▼▼▼

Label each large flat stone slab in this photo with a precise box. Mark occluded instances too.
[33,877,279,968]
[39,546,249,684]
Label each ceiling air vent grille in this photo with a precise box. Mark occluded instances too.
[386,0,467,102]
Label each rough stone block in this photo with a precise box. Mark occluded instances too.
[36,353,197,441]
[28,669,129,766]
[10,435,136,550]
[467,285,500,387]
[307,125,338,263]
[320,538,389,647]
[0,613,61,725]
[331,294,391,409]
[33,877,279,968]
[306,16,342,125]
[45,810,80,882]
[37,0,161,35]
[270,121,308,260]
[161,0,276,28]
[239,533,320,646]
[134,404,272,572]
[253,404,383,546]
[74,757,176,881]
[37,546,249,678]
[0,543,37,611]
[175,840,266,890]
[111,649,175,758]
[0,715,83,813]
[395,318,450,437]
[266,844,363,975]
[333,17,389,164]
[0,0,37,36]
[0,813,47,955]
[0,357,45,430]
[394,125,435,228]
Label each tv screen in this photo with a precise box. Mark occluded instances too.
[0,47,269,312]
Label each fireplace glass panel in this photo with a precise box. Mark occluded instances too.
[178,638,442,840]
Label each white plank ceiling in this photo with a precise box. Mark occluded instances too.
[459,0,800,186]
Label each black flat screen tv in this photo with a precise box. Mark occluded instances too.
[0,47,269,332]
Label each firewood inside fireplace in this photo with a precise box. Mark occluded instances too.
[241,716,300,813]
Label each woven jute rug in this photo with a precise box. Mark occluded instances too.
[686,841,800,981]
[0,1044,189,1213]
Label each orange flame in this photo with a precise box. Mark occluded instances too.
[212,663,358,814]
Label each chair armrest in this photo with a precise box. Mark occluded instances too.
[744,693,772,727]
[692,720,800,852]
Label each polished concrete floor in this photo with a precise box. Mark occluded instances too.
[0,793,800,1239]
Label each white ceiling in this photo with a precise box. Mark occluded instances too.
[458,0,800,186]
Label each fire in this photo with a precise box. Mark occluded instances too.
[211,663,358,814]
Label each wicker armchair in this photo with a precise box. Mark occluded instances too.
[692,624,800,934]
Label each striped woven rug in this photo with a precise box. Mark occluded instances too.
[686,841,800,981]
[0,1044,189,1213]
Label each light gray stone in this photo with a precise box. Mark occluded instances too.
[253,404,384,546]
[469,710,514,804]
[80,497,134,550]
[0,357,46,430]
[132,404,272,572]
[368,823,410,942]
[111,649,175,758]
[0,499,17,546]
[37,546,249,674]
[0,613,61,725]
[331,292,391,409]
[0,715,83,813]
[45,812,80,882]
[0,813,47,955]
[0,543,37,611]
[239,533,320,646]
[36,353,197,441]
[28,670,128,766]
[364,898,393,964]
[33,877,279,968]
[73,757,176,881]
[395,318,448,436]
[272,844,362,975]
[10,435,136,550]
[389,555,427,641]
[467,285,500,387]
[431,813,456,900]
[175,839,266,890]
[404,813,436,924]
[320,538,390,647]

▲▲▲

Each entry above is to be printed again exactly.

● Task answer:
Label each large flat stone slab in this photo with a precise box. Mark occluded instances too.
[33,877,279,968]
[39,546,249,684]
Label each ceiling air vent grille in this photo with a precise box. Mark occluded instances too.
[386,0,467,102]
Label each rough stone block in this photo with a precise box. Mark occluded instances too.
[36,353,197,441]
[28,669,129,766]
[10,435,136,550]
[467,285,500,387]
[307,125,338,263]
[320,538,389,647]
[0,613,61,725]
[331,294,391,409]
[33,877,279,968]
[306,16,342,125]
[45,810,80,882]
[37,0,161,35]
[270,121,308,260]
[161,0,276,28]
[239,533,320,646]
[134,404,272,572]
[253,404,383,546]
[74,757,176,881]
[37,546,249,678]
[0,543,37,611]
[175,840,266,890]
[111,649,175,758]
[0,715,83,813]
[395,318,450,437]
[266,844,363,975]
[333,17,389,164]
[0,0,37,36]
[0,813,47,955]
[0,357,45,430]
[394,125,435,228]
Label each tv screen in this photo with a precise box. Mark occluded instances too.
[0,47,269,312]
Label each fireplace glass panel in this photo with a precise box. Mark occluded instances too.
[178,638,442,840]
Label each white plank ceiling in this photo with a precise box. Mark occluded instances too.
[459,0,800,186]
Label each black flat screen tv in this photo with a precise box. Mark occluded instances too.
[0,47,269,332]
Label each firewood inside fireplace in this photo with a precise box. Mark occluded instances too.
[241,716,300,813]
Label each woven jute rug in this photo with a precise box. Mark occluded instances too.
[686,841,800,981]
[0,1044,189,1213]
Label each orange flame in this photo with a precise box. Mark occluded instances too.
[212,663,358,814]
Label each chair armrest in this photo with a precise box. Mark occluded instances too.
[744,693,772,727]
[692,720,800,852]
Label each polished concrete floor in this photo with a precise box. Mark occluded instances too.
[0,793,800,1239]
Label each white ceiling in this photo with a precise box. Mark occluded instances too.
[458,0,800,186]
Label each fire in this photo with a precise box. Mark occluded instances too.
[211,663,358,814]
Label each wicker armchair in this photo with a precise box. Mark occluded instances too.
[692,624,800,934]
Label each striped woven rug in this photo with a precise box. Mark occluded instances too.
[686,841,800,981]
[0,1044,189,1213]
Label each light gray stone in this photo with a precise box. Mark occluded instances too.
[253,404,384,546]
[469,710,514,804]
[80,497,134,550]
[0,357,46,430]
[132,404,272,572]
[368,823,410,942]
[111,649,175,758]
[0,499,17,546]
[37,546,249,674]
[0,613,61,725]
[331,292,391,409]
[0,715,83,813]
[45,812,80,882]
[0,813,47,955]
[0,543,37,611]
[239,533,320,646]
[36,353,197,441]
[28,670,128,766]
[364,898,393,964]
[33,877,279,968]
[73,757,176,881]
[395,318,448,436]
[272,844,362,975]
[10,435,136,550]
[389,555,427,641]
[467,285,500,387]
[431,813,456,900]
[175,839,266,890]
[404,813,436,924]
[320,538,390,647]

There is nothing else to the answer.